(WHAT NEEDS TO BE DONE):
Convert the records below into a Markdown table with columns named Row and Line. Start with the line that contains "winglet with a single point per instance." and continue through the end of the records, numbering each line and leaving out any blank lines.

(MATERIAL FOR THE TASK):

· · ·

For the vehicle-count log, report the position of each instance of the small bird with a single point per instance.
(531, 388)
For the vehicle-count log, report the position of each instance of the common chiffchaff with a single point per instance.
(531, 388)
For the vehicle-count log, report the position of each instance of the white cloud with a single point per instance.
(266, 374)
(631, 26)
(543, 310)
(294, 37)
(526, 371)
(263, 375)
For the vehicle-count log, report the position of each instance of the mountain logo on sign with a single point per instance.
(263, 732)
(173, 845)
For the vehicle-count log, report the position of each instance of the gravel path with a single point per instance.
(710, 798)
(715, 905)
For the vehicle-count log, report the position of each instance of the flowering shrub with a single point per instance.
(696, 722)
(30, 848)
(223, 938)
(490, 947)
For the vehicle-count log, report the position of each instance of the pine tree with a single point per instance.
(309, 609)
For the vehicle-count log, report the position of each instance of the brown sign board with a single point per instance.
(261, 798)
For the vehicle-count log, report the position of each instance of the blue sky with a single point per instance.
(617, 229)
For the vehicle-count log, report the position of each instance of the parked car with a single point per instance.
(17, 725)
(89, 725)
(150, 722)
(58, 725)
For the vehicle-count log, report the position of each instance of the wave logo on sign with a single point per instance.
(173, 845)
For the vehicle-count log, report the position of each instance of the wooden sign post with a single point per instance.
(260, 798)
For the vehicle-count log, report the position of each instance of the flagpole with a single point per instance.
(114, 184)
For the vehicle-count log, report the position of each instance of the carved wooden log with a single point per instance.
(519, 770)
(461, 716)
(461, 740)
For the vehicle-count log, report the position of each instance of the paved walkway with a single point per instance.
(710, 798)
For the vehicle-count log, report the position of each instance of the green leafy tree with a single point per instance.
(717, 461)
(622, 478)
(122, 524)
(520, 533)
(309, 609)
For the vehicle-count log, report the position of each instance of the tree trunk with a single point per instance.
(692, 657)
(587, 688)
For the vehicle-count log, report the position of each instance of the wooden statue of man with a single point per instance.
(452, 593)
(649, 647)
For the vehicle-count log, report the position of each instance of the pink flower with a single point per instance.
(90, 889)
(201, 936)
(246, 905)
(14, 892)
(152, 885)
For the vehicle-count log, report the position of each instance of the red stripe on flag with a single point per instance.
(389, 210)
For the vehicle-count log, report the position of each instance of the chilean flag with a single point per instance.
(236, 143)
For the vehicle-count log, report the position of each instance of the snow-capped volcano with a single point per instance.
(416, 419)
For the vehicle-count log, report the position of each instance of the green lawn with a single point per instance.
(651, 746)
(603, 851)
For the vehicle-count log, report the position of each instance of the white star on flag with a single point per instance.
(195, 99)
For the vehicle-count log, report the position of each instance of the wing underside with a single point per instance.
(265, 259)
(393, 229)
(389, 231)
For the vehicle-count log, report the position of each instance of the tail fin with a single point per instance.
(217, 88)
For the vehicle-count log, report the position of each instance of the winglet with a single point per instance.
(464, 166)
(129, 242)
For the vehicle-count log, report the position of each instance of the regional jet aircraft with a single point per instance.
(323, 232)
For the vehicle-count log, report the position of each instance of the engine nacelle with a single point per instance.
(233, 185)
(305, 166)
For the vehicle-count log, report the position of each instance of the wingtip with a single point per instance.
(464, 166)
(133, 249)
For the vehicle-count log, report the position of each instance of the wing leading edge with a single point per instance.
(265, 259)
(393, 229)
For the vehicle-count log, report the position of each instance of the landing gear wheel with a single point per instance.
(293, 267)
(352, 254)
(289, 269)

· · ·

(ANSWER):
| Row | Line |
|---|---|
| 1 | For the vehicle-count log, report the position of each instance of the winglet with a single point per instance. |
| 2 | (464, 166) |
| 3 | (129, 242) |
| 4 | For the vehicle-count log, report the position of each instance of the regional jet aircraft with a single point per instance. |
| 5 | (323, 232) |
| 6 | For the vehicle-count log, report the position of each instance of the engine nacelle with a single point per instance. |
| 7 | (233, 185) |
| 8 | (305, 166) |
| 9 | For the vehicle-count log, report the position of each instance of the wingtip with a single point per instance. |
| 10 | (464, 166) |
| 11 | (133, 249) |
| 12 | For the vehicle-count log, report the position of each instance of the wing leading edge with a single point per instance. |
| 13 | (265, 259) |
| 14 | (393, 229) |
| 15 | For the vehicle-count log, report the position of each instance of the landing gear wheel with a single point per instance. |
| 16 | (293, 267) |
| 17 | (352, 254) |
| 18 | (289, 269) |